Exercise details ▸
Transcribe verbatim every line from the line containing "like [15, 202]." to the end of the entries, including both endpoints. Output nothing beyond those lines.

** start of Data section **

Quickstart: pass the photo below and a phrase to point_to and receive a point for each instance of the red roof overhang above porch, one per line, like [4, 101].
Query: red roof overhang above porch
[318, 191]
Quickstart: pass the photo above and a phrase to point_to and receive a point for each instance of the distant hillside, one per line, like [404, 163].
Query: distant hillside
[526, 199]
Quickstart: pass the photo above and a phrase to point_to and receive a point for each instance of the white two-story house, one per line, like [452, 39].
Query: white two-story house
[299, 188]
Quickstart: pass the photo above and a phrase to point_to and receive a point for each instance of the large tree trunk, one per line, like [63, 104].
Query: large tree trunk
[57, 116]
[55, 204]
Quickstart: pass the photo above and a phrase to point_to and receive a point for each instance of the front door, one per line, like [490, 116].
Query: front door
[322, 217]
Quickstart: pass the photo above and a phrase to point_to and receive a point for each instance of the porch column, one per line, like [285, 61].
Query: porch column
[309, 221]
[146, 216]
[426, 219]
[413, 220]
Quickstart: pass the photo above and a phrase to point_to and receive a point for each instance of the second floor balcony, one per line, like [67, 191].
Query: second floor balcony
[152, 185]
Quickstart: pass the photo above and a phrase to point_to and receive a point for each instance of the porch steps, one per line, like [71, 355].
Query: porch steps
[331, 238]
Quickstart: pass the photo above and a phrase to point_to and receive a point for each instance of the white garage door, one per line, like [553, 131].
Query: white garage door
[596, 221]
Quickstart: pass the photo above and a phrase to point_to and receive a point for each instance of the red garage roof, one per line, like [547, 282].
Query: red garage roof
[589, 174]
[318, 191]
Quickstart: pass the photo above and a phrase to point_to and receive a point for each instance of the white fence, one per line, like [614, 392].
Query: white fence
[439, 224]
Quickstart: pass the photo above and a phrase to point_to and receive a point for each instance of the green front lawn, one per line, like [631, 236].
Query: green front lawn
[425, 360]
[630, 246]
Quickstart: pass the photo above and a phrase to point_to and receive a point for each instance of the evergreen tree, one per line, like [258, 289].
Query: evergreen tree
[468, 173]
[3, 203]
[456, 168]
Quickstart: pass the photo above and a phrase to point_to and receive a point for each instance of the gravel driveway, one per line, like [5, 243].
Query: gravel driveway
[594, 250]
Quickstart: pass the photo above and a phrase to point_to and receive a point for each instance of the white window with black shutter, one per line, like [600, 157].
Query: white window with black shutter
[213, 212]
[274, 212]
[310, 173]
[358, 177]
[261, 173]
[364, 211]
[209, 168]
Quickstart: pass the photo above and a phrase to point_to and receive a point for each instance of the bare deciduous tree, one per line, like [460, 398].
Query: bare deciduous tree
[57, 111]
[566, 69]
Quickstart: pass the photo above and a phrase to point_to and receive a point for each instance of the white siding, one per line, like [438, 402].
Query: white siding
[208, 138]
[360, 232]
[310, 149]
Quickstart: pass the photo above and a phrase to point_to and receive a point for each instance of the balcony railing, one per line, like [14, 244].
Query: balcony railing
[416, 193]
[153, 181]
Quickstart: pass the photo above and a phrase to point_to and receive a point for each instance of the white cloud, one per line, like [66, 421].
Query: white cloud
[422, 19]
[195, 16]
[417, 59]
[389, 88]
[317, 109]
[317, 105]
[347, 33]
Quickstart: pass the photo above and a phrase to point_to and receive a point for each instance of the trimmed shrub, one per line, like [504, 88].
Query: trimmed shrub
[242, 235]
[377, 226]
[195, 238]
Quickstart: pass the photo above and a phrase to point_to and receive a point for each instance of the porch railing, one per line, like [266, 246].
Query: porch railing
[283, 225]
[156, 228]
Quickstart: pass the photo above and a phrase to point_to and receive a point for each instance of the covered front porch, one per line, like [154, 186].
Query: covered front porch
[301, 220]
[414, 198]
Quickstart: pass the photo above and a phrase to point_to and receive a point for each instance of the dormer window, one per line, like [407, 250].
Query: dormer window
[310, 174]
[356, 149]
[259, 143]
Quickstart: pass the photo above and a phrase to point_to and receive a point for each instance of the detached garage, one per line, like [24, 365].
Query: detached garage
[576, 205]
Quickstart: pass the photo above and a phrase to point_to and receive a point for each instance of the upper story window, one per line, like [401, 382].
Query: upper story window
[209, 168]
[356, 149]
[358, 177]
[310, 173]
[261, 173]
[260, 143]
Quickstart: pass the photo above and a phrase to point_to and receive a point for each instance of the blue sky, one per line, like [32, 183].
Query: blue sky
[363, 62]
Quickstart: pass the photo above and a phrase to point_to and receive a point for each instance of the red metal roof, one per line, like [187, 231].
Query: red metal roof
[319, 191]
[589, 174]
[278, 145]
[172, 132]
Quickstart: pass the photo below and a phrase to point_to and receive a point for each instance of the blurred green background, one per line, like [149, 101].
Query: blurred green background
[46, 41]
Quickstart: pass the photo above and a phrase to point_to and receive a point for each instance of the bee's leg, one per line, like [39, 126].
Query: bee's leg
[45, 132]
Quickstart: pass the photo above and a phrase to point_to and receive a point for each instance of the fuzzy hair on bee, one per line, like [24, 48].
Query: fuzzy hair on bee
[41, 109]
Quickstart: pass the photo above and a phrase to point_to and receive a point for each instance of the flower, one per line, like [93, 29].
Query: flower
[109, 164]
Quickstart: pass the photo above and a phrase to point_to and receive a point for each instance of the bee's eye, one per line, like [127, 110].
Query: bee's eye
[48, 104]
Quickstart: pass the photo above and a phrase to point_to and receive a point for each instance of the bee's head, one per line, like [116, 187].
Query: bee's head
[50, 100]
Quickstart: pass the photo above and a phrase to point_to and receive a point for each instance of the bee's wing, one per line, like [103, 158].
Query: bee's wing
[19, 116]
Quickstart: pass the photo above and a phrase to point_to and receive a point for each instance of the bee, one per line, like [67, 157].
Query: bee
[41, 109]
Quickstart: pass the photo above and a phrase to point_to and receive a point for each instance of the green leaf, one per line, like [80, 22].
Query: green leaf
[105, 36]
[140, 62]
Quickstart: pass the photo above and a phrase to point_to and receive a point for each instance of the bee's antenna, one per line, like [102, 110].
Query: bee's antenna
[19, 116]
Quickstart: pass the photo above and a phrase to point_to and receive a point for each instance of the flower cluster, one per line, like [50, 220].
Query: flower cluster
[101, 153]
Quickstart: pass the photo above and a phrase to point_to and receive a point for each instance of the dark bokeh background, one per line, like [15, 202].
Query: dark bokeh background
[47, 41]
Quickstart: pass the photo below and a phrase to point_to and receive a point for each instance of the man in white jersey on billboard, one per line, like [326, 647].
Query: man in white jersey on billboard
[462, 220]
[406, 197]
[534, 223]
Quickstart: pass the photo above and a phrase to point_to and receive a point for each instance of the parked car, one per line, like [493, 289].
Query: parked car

** end of Data section **

Solution for this exercise ▸
Quickstart: pass the photo above and a phrase to point_to and receive a point for each instance of the dark bokeh background, one per line, like [15, 202].
Query: dark bokeh background
[47, 41]
Quickstart: pass the photo below and a phrase to point_to and receive a point for each instance of the man in white jersey on billboard, one per line, like [326, 647].
Query: man in white jersey on billboard
[462, 220]
[406, 197]
[534, 223]
Quickstart: pass the photo above and a phrase to point_to and receive a point for each instance of the parked car, one per line, like [493, 289].
Query: parked car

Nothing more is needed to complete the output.